*Metin Alıntısı:*
+ + + +
Büyük evlerde bu merdivenlerin sahanlığından servis mekânlarının üst katına
ulaşım sağlanmıştır. Evlerin arkasında yer alan küçük avlular yüksek duvarlarla
çevrilmiş küçük arka bahçeler niteliğindedir. Avlunun bir köşesinde yer alan
servis hacimleri ana konut kütlesine merdiven altından iliştirilmişlerdir.”(6)
17.yy.da kıyı-kenar çizgisi Saint Policarp Kilisesi'nin dibindeymiş. Düşünün bir kere; nereden nereye...
(Wikipedia'dan alınmıştır)
Bu da vakti zamanında bir rivayete göre denize yakın olduğu için, bir başka rivayete göre denize açılan gemicilerin denize çıkmadan önce dua etmeye geldikleri kilise olarak Denizciler Kilisesi diye de adlandırılan Santa Maria Kilisesi
(Şubat 2007)
+ + + +
(Nokta yerleştirme kayıtları)
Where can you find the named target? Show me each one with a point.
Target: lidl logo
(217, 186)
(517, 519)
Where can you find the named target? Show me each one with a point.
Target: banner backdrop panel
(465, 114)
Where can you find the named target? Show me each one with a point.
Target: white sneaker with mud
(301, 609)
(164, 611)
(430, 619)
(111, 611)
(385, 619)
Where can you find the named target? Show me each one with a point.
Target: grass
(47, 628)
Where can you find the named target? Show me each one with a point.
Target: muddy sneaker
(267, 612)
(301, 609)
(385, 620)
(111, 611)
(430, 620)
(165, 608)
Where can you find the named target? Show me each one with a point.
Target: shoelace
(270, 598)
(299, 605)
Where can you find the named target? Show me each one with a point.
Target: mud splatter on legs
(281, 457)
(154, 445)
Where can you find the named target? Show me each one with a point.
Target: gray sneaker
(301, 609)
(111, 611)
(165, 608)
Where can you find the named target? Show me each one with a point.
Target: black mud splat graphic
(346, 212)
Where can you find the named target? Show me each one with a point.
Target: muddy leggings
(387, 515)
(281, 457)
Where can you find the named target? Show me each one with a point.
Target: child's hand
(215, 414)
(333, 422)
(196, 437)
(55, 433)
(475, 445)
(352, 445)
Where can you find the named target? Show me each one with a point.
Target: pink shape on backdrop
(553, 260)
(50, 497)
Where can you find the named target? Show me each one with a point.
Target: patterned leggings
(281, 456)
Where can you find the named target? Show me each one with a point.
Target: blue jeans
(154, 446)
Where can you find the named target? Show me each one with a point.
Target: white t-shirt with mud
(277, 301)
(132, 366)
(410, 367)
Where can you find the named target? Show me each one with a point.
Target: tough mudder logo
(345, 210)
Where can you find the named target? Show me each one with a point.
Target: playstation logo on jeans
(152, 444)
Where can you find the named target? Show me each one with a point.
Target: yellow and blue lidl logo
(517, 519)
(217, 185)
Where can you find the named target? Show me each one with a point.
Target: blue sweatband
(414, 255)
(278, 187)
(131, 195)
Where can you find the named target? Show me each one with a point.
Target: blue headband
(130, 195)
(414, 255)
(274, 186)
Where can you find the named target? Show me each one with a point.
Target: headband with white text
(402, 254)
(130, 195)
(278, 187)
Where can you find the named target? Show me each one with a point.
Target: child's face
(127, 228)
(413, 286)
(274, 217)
+ + + +
*Görev Talimatları:*
1. Metin alıntısına göre 17. yüzyılda kıyı-kenar çizgisi nerede bulunuyordu?
2. Lütfen metin alıntısındaki bölümü aynen tekrarlayın: "Büyük evlerde bu" sözcüklerinin geçtiği yerden başlayın, "kere; nereden nereye..." sözcüklerinden sonra durun.

*Görev Sonuçları:*
1. Saint Policarp Kilisesi'nin dibinde.

2.
Büyük evlerde bu merdivenlerin sahanlığından servis mekânlarının üst katına
ulaşım sağlanmıştır. Evlerin arkasında yer alan küçük avlular yüksek duvarlarla
çevrilmiş küçük arka bahçeler niteliğindedir. Avlunun bir köşesinde yer alan
servis hacimleri ana konut kütlesine merdiven altından iliştirilmişlerdir.”(6)
17.yy.da kıyı-kenar çizgisi Saint Policarp Kilisesi'nin dibindeymiş. Düşünün bir kere; nereden nereye...